Assignment: Restate word for word every line from the one containing "Confirm that each instance of the black watch" to the last line of the records below.

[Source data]
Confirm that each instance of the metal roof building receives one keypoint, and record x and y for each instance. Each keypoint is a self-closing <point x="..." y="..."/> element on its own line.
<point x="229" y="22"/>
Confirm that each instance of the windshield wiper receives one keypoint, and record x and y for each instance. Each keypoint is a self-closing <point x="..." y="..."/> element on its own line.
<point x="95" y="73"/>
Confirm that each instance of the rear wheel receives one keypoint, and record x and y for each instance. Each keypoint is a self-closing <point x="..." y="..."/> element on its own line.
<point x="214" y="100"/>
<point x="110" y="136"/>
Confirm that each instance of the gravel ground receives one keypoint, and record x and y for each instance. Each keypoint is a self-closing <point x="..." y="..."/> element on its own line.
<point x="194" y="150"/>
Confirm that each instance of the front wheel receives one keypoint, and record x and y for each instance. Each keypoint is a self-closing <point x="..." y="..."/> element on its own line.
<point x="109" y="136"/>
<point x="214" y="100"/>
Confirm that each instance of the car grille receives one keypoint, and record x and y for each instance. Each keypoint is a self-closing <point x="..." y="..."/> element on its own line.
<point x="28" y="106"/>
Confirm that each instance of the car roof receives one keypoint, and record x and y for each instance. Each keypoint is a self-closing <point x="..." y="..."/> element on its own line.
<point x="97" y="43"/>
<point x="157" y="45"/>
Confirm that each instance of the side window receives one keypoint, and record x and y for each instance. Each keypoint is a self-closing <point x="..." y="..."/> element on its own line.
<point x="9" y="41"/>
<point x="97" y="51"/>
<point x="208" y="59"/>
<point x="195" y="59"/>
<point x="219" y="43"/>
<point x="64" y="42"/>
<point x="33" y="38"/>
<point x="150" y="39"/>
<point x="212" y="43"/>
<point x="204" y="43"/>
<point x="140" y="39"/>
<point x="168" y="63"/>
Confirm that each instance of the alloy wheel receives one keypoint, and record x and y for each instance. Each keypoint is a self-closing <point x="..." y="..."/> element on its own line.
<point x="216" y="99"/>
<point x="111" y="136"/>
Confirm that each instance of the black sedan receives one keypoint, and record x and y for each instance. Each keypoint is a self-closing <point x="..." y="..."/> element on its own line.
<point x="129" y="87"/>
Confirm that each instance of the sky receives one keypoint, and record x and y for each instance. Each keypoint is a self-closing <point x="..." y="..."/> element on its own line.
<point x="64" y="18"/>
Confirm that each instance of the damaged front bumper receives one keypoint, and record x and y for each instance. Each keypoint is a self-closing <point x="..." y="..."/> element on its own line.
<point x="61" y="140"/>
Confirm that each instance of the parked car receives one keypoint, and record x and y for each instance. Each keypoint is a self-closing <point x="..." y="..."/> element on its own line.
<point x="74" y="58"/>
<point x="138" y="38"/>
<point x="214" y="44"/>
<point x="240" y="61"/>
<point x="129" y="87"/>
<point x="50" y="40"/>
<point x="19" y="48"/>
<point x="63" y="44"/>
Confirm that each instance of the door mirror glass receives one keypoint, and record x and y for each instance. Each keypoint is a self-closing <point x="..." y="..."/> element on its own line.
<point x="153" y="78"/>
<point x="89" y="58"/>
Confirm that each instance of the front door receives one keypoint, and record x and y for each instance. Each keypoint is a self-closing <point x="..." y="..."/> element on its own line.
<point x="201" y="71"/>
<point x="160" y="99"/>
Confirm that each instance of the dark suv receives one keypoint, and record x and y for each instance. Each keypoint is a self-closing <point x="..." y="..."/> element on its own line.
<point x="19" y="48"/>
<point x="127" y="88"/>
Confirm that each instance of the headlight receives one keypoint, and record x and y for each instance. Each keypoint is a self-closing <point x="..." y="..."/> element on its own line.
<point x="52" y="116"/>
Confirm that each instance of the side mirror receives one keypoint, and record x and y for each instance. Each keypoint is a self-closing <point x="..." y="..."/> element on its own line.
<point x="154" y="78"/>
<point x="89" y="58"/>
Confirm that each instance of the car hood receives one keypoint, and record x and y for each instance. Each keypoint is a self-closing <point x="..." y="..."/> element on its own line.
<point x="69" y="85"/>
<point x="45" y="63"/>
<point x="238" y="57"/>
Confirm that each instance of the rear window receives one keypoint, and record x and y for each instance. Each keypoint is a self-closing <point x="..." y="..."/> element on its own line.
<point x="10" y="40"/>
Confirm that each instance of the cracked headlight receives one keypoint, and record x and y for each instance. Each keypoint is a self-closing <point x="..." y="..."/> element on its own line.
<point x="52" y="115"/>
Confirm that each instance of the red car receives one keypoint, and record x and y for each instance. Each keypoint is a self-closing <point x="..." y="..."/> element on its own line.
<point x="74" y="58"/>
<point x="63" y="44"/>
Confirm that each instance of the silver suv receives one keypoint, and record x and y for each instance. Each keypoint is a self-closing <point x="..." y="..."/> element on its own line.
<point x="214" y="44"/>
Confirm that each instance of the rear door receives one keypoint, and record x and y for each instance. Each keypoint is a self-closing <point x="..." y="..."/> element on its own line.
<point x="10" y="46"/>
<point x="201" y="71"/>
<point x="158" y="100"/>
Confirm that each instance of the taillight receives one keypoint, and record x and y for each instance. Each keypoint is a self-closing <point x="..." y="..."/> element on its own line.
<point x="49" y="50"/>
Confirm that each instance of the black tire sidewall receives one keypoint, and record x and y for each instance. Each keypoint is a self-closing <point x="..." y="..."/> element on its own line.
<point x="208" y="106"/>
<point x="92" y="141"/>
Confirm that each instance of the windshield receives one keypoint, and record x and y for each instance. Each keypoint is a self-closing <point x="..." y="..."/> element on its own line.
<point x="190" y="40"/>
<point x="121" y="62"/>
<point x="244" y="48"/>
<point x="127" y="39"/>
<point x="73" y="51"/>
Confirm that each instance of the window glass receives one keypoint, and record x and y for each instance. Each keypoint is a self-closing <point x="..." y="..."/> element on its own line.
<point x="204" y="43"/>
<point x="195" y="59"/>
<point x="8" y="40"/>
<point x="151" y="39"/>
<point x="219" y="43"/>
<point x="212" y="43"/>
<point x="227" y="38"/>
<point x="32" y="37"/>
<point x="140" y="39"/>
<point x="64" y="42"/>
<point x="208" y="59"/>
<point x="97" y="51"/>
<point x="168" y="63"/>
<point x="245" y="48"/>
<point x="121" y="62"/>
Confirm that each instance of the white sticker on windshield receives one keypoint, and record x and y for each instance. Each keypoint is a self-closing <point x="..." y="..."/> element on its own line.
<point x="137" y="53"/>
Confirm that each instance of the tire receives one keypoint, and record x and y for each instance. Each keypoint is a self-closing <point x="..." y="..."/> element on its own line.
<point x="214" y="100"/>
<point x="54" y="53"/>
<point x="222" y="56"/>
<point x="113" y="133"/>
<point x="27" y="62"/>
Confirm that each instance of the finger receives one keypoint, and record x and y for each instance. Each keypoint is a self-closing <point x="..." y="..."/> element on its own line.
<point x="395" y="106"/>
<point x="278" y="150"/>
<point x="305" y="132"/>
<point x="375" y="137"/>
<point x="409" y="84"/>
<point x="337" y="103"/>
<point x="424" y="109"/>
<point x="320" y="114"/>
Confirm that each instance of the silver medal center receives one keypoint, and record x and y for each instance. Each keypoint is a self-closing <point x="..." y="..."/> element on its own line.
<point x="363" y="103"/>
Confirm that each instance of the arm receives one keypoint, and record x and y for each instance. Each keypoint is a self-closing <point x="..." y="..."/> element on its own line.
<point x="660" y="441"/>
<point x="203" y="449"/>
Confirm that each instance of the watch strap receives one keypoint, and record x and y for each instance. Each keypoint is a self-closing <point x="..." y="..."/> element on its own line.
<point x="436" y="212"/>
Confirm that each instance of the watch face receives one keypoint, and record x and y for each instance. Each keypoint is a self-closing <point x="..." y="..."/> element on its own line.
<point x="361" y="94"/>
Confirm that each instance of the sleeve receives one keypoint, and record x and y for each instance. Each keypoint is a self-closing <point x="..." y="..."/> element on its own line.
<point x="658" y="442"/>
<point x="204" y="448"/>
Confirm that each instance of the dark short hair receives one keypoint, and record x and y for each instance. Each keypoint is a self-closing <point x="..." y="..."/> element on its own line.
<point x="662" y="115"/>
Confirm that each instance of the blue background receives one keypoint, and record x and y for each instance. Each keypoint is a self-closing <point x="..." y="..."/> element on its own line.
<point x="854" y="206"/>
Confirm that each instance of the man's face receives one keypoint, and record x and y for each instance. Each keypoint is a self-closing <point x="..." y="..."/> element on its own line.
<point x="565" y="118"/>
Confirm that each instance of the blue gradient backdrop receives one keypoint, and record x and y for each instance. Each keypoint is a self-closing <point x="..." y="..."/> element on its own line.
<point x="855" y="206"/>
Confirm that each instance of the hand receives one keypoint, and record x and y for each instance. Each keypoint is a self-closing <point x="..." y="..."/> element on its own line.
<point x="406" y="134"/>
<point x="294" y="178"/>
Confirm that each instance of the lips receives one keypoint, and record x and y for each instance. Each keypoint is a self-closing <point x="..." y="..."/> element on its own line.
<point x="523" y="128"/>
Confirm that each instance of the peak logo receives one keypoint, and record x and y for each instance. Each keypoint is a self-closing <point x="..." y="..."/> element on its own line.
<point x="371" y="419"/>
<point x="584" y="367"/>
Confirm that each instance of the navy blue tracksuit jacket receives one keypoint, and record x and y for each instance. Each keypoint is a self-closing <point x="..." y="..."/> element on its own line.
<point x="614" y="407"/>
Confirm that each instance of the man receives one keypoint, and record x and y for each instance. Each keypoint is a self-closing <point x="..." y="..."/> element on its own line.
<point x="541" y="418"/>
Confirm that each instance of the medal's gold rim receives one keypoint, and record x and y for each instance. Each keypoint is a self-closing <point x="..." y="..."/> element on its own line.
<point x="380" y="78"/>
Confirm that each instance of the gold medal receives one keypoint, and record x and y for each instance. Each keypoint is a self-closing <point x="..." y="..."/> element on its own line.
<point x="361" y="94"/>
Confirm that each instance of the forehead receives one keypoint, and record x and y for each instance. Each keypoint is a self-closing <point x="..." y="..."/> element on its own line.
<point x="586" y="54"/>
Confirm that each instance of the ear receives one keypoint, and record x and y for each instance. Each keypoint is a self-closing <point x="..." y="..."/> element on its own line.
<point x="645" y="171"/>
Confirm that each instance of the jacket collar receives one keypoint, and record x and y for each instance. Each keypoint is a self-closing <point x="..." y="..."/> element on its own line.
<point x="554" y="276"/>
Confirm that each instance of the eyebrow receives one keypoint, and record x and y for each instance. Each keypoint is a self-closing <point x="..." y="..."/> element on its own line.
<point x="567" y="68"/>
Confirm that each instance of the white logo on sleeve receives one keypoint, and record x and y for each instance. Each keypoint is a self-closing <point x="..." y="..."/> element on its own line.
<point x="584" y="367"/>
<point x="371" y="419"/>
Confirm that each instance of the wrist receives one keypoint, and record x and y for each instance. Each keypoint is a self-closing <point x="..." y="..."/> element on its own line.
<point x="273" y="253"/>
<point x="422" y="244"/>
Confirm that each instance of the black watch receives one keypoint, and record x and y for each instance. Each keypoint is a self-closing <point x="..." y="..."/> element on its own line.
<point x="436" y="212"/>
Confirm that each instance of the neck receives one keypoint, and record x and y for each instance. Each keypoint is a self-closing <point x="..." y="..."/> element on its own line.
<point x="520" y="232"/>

Task result:
Confirm that each instance of the black watch receives one keypoint, and record x and y for each instance. Each keypoint is a self-closing <point x="..." y="..."/> element on its own line.
<point x="436" y="212"/>
Confirm that each instance of the neck receives one keypoint, and record x and y for each instance. Each keypoint is a self-closing <point x="..." y="..."/> element on its own line.
<point x="520" y="232"/>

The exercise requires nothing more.